Obiettivi —
1 – Riscrivi in forma più breve il paragrafo del documento che comincia con «Sono in quattro tavole trenta monete», conservandone i fatti principali.
2 – Trascrivi fedelmente dal documento tutto il passo che va dalle parole «In queste tavole» fino alle parole «oncie e semoncie.», comprese.

Documento —
++++++

In queste tavole incontransi due assi quello del n. 1. T. I. e l’altro della T. XI. classe I., che rimosso da quel non suo luogo, passa tra gl’incerti: due semissi T. I. n. 2. T. II. n. 1. forse quattro trienti T. I. n. 3. T. II. n. 5.T. III. n. 4. 7. sette quadranti T.II. n. 2. 3. 6. 8. T. III. n. 1.8. 9. 10. 11.: cinque sestanti T. I. n. 4. T.II. n. 4. 7. T. III. n. 3. 5.: tre oncie T. I. n. 5. T. III. n. 6. T. IV. n. 1,: una semoncia T. I. n. 6. Nelle tavole [p. 68 modifica]III. e IV. vi sono altre sei monete mancanti d’ogni segno di valore, cinque delle quali esser non sembrano se non oncie e semoncie.

Grave è il dispiacere che noi sentiamo del disordine di queste tavole e forse più grave è il danno che ne risentiranno le nostre dottrine, perchè crediamo che non vi mancherà chi voglia da questa confusione prendere pretesto d’assalirci e combatterci anche in quelle parti in cui i monumenti ci hanno ajutati a rinvenire quell’ordine, nel quale sta la vera scienza. Il fervido amore di patria, che ne ha rendute leggere e gioconde le fatiche durate per giungere al fine di questa prima giornata dell’aspro cammino, ne darà costanza a sostenere le arduità che in appresso ci aspettano. Il filo che solo può trarci fuori da un tal labirinto, sono le monete che mancano a questo medagliere. Con esse alla mano queste tavole rigetterebbono il nome che abbiam loro imposto d’Incerte, e si ordinerebbono a’ luoghi loro convenienti. I possessori di anelli tanto necessarj a tessere le nostre catene o serie di aes grave ce li facciano conoscere, che con noi professeranno a loro la più sincera gratitudine quanti sono i veri italiani e i dotti amatori di questi nobilissimi studj.

Sono in quattro tavole trenta monete, le quali secondo le nostre pratiche osservazioni tutte quasi appartengono alla provincia per la quale ci andiamo aggirando. Ne’ quadranti che sono sette, truovasi la massima varietà. Di essi uno solo a noi si palesa come di popolo oltramontano od adriatico: tutti gli altri sei pajono delle genti tirreniche stanziate tra il Tevere ed il Liri. Siccome poi il fatto ne ha convinti, che niuna serie ha più che un quadrante; così da questi sei potrebbesi argomentare che oltre la serie romana, le quattro latine, la rutula, la volsca, l’aurunca e la tiburtina, delle quali finora abbiam tenuto discorso, ben altre sei serie di aes grave proprio contasse un tempo questa provincia.

++++++

Materiale fornito —

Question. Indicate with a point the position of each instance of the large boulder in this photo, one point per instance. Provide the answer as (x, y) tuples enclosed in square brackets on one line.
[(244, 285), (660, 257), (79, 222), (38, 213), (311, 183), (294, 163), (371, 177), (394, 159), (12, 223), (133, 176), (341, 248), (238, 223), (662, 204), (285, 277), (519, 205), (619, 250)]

++++++

Soluzioni —
1 – Le quattro tavole contengono trenta monete, che secondo le osservazioni pratiche di chi scrive appartengono quasi tutte alla provincia esaminata. La varietà maggiore si trova nei sette quadranti. Uno solo sembra di un popolo oltramontano o adriatico, mentre gli altri sei paiono delle genti tirreniche stanziate tra il Tevere e il Liri. Nessuna serie ha più di un quadrante. Da questi sei si potrebbe quindi dedurre che la provincia contasse un tempo altre sei serie di aes grave, oltre alla romana, alle quattro latine, alla rutula, alla volsca, all'aurunca e alla tiburtina.

2 –
In queste tavole incontransi due assi quello del n. 1. T. I. e l’altro della T. XI. classe I., che rimosso da quel non suo luogo, passa tra gl’incerti: due semissi T. I. n. 2. T. II. n. 1. forse quattro trienti T. I. n. 3. T. II. n. 5.T. III. n. 4. 7. sette quadranti T.II. n. 2. 3. 6. 8. T. III. n. 1.8. 9. 10. 11.: cinque sestanti T. I. n. 4. T.II. n. 4. 7. T. III. n. 3. 5.: tre oncie T. I. n. 5. T. III. n. 6. T. IV. n. 1,: una semoncia T. I. n. 6. Nelle tavole [p. 68 modifica]III. e IV. vi sono altre sei monete mancanti d’ogni segno di valore, cinque delle quali esser non sembrano se non oncie e semoncie.